• Description of the task: Reproduce the lines below with every "drop a point" swapped for "place a marker" and all other wording kept as is. Leave the pictures out of your answer.

(Stored dataset items)
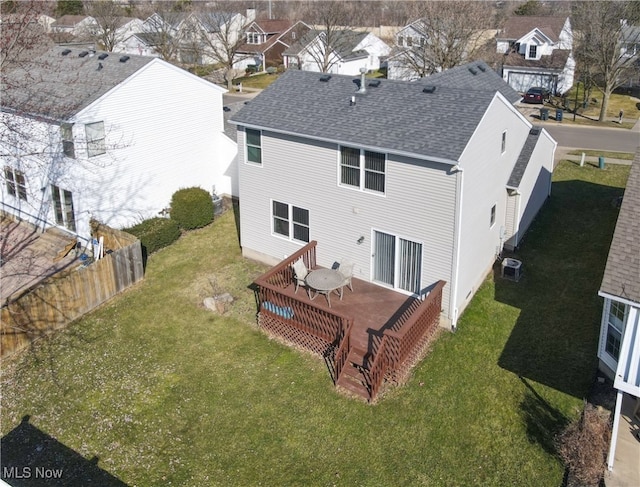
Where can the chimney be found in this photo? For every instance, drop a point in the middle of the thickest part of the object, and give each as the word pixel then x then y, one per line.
pixel 363 83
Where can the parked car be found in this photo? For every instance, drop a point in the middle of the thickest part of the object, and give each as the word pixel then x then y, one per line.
pixel 537 95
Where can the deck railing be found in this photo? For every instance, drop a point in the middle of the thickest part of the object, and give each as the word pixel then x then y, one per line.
pixel 396 344
pixel 296 318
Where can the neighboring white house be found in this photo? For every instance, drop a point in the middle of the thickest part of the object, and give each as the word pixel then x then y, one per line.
pixel 537 52
pixel 414 182
pixel 619 345
pixel 97 134
pixel 76 25
pixel 266 40
pixel 345 52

• Response for this exercise:
Where can the chimney be found in this photo? For every instance, place a marker in the middle of the thickest part of the object, and give each as the word pixel then x then y, one per line.
pixel 363 83
Where can the parked car be found in this photo? For every instance, place a marker in the middle of the thickest part of the object, and give each as the word pixel then x then y, one per line.
pixel 537 95
Where can the deck railing be found in this photo? For every instance, place a marker in the middle of the thickest part of the object, and give each as the word pixel then x then y, one per line.
pixel 396 344
pixel 296 318
Where can the neighboring white house be found in this photo? For every instance, place a marker in the middle of the thickest part of the object, and give each as the word pixel then x then y, one per line.
pixel 537 52
pixel 414 182
pixel 619 345
pixel 97 134
pixel 76 25
pixel 266 40
pixel 345 52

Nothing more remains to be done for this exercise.